>> begin Text segment

PCI Express 4.0 x4 card with 4x M.2 NVMe slots (with a switch chip)

So I know PCIe x16 cards exist that simply split the x16 up to 4x x4 lanes and break it out for 4 M.2 slots. I have also found a PCIe 3.0 card from Sabrent that does what I want and fits 4x NVMe drives. However PCIe 3.0 is leaving a ton of performance on the table and for a card that splits the 4 lanes up between the 4 drives it would matter a lot whether it can do PCIe 4. I’m assuming not supporting 4.0 might be due to the bandwidth of the underlying multiplexing chip, because I was unable to find any cards that came with PCIe 4.0.

Does anyone know if they exist?

For context, I have an extra x4 slot on my home server build and instead of breaking that out to SATA I was wondering if I can better utilize its performance (and in a smaller footprint) by using NVMe drives. There are many all-NVMe NAS drives out there, but I want this to live in the same case as the rest of my server.

If you can fit an x16 card then this might work:

I’m guessing this would work also on just x4 lanes, but obviously check with HighPoint first!

They also have both PCIe 4.0 and PCIe 5.0 cards with 8 M.2 slots, apparently:

It’s expensive though. Compare to the cost of buying new, larger NVMe drives instead before buying.

Are you sure your workload would actually leave a ton of performance on the table by being restricted to PCI-e 3.0? Just because some 4.0 or 5.0 drive can hit its interface speed during a single specific synthetic benchmark doesn’t mean it’s working anywhere close to that under real world conditions.

The only time you’d actually feel that is when copying large files.

When dealing with Q1T1 random 4k I/O, my best NVME drives (Samsung 990 Pro, Solidigm P44) are barely 3-4x as fast as a SATA SSD from ~15 years ago, not 20x like we’d expect. And none of them are even approaching the SATA interface bandwidth restrictions either.

It highly depends what you’ll be using the drives for. Sequential Q8 benchmarks are sensational misleading garbage for day to day use. Ignore them unless that’s all you’ll be using the drive for: moving data back and forth between 2 or more NVME drives pointlessly.

2 Likes

+1. Rocket 1504’s not too much more than an SN850X 8 TB but problems with HighPoint stuff seem common. So with an x4 uplink I’d rather just have two 8 TB drives than putting like four 2 TBs behind a 1504.

>> end Text segment

● Set problem a:
Copy the stretch of the listing from its start through the line containing "<point>74,227</point>", request lines included, and increase every coordinate in the answer points by 71. Return only that stretch.

>> begin Input records

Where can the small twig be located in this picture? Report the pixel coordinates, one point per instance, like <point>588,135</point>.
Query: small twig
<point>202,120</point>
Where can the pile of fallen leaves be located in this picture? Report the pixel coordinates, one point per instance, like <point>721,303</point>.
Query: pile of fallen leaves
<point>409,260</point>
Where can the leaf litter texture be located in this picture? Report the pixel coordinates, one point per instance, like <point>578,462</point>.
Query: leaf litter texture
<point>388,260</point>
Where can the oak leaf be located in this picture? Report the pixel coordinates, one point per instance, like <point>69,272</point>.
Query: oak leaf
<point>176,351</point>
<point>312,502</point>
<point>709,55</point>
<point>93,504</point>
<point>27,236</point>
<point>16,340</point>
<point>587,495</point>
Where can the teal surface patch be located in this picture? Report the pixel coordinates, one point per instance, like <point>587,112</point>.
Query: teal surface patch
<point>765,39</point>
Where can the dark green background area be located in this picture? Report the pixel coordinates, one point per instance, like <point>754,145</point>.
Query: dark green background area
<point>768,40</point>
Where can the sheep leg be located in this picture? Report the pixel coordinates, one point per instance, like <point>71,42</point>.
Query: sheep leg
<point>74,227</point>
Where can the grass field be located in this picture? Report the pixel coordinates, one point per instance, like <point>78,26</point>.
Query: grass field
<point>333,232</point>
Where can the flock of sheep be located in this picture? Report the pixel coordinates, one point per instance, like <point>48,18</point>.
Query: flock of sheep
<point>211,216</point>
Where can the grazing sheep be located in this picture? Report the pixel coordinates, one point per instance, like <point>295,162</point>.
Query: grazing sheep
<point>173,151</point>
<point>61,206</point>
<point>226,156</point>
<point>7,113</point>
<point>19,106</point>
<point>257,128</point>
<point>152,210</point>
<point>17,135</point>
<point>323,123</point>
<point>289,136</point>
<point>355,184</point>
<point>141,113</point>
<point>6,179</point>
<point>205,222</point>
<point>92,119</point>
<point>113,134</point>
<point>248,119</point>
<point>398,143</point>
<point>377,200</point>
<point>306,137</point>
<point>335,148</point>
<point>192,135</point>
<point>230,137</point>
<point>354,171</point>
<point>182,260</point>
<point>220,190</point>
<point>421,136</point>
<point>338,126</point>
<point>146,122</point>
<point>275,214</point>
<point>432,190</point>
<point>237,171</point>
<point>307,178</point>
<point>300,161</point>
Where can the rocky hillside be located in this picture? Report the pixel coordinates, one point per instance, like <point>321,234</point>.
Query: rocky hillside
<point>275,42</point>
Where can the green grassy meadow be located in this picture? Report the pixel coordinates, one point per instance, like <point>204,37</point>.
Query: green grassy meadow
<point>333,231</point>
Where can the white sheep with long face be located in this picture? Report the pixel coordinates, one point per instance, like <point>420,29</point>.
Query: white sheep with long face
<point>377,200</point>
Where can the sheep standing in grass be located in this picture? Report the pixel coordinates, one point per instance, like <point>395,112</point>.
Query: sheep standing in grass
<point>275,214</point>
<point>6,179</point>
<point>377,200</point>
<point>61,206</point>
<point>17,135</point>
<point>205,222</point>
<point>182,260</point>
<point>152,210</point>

>> end Input records

● Set problem b:
Carry on the forum thread about PCIe 4.0 M.2 adapter cards from the point where it stops.

● Output a:
Where can the small twig be located in this picture? Report the pixel coordinates, one point per instance, like <point>588,135</point>.
Query: small twig
<point>273,191</point>
Where can the pile of fallen leaves be located in this picture? Report the pixel coordinates, one point per instance, like <point>721,303</point>.
Query: pile of fallen leaves
<point>480,331</point>
Where can the leaf litter texture be located in this picture? Report the pixel coordinates, one point per instance, like <point>578,462</point>.
Query: leaf litter texture
<point>459,331</point>
Where can the oak leaf be located in this picture? Report the pixel coordinates, one point per instance, like <point>69,272</point>.
Query: oak leaf
<point>247,422</point>
<point>383,573</point>
<point>780,126</point>
<point>164,575</point>
<point>98,307</point>
<point>87,411</point>
<point>658,566</point>
Where can the teal surface patch be located in this picture? Report the pixel coordinates, one point per instance, like <point>587,112</point>.
Query: teal surface patch
<point>836,110</point>
Where can the dark green background area be located in this picture? Report the pixel coordinates, one point per instance, like <point>754,145</point>.
Query: dark green background area
<point>839,111</point>
Where can the sheep leg be located in this picture? Report the pixel coordinates, one point per instance, like <point>71,42</point>.
Query: sheep leg
<point>145,298</point>

● Output b:
Similarly, for about the same money as Rocket 1608A you can buy an X870E with two PEG M.2s and two 4.0 x4 8 TB NVMes to put in them. Or two 5.0 x4 4 TB drives.

Mmm, no. SEQ1M Q8T1 correlates well with common IOs like SEQ 128k Q1T1 for loading files. So it’s a pretty decent measure of drive performance, really.

Point’s more that few workloads read or write enough data fast enough for even PCIe 3.0 x4 to make much of a difference.

Primary use case for x16 NVMe RAIDs is fast swap for tasks too large to fit in memory. Not the OP’s situation but it’s usually a pure large sequential workload, the motion is necessary to task completion rather than pointless, and it’s not between NVMes.

Wouldn’t call robocopy /mt or similar drive to drive syncs pointless either, particularly as we often move hundreds of GB to a few TB that way. Most common use case there is incremental off hours backup, where 3.5s are probably fine for perf, but it’s not hard for time to pSLC fill and subsequent cache folding rate to end up important to task completion time.

Low latency and high rate 4k IOPS can be important but workloads that issue enough of those to matter are more niche than high rate large sequential ones. If there was a lot of IOPSy need Optane’d still be in production.

1 Like

I guess we will find out, I ordered a Viking U20040 that’s PCIe 3.0 x4. From reviews it looks like it’s ample performant, my only concern is heat at this point (I will report back once it arrives).

I got 4x Lexar NM790 4TB drives for roughly the price of an 8TB SN850X (700 EUR), the Viking U20040 in theory gives me ~3500MB bandwidth and 16TB raw storage (with configurable redundancy!) at 750 EUR total cost, no single NVMe drive can come close to that deal, and it would be slower & more expensive with e.g. a 5-6x SATA breakout + SATA drives.

I don’t actually care about extreme high-end performance (I do have a windows VM on this rig for cloud gaming but that’s pretty much the only thing that can take advantage of higher than 1000MB/s drive access, my network runs at 2x2.5G out of this machine so that taps out around 600MB/s max)

Nice. Four 4TB NM790s is €1150 here, same as SN7100 and 990 Evo at the moment, and they’ve only occasionally gone to €1100. Four 4TB US75 is €930. I picked up two 8TB SN850Xes when they dropped to €625 each for a bit but they’re back up around 700 now.

We do overnight network copies and run locally, mainly, during the workday. IO varies widely with workload but 5 GB/s is slow for initial data ingestion. Also starting to move 20 Gb USB enclosures for transfer drives as we get more machines built with 20 Gb ports.

PCIe 5.0 x4’s too far into diminishing returns still for us. 7 GB/s data ingestion’s fast enough the potential time savings for 12-14 GB/s is only a few minutes and all of our current machines are likely to go core bound before 12 GB/s anyways. E26 drives run a 25% price premium, don’t think there are any E28 drives yet, and SM2508 or Presto is like double.

Easiest improvements for now are merging and rethreading ingestion operations to use drive bandwidth more efficiently.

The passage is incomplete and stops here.